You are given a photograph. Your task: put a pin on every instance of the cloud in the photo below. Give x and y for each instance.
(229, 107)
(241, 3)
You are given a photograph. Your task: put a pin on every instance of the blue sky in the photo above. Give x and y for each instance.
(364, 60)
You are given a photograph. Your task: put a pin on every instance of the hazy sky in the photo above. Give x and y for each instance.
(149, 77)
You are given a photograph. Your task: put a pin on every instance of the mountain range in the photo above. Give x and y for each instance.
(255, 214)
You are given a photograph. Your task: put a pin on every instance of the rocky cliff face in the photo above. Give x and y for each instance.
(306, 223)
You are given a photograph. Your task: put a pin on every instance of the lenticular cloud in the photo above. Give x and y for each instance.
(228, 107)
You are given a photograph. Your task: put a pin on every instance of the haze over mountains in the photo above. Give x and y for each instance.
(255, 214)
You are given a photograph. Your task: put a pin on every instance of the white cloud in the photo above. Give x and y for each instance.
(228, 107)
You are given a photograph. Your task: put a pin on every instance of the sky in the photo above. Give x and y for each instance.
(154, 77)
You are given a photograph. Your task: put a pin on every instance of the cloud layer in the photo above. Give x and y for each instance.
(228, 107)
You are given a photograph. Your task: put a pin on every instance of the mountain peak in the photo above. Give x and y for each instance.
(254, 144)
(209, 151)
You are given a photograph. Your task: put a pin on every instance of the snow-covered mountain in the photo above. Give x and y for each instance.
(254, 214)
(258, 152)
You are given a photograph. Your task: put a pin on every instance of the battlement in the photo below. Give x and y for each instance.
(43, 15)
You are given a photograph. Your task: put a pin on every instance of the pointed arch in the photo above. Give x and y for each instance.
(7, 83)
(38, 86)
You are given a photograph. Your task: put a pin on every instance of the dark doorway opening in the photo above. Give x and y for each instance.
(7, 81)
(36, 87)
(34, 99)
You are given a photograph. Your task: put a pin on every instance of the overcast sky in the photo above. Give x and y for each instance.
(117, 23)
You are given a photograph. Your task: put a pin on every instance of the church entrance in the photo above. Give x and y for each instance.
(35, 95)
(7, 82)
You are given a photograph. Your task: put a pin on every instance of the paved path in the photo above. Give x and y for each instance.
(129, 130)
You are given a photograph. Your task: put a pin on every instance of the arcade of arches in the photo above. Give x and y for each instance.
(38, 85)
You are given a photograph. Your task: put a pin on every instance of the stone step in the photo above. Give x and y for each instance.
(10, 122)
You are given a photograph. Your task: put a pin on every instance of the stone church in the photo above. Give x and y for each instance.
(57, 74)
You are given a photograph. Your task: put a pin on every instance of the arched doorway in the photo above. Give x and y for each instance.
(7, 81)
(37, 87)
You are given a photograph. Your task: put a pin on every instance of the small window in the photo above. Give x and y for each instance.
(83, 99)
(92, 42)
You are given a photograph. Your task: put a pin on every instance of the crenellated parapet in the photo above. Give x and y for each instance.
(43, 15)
-*-
-- Aim of the task --
Write out the records word for word, starting at the line that contains "of the arched" and continuing through the last line of the records.

-- Full answer --
You are given a photograph. Your task: put a pin on every instance of the arched doorway in the photo above. Give x and y for each instance.
(7, 81)
(37, 87)
You are given a photograph. Your task: put a pin on every instance of the small window in the photo above. Give x and y for each instance.
(83, 99)
(92, 42)
You are given a photograph. Your task: put a pin on every instance of the crenellated parapet in the photo above. Give x and y for each instance.
(43, 15)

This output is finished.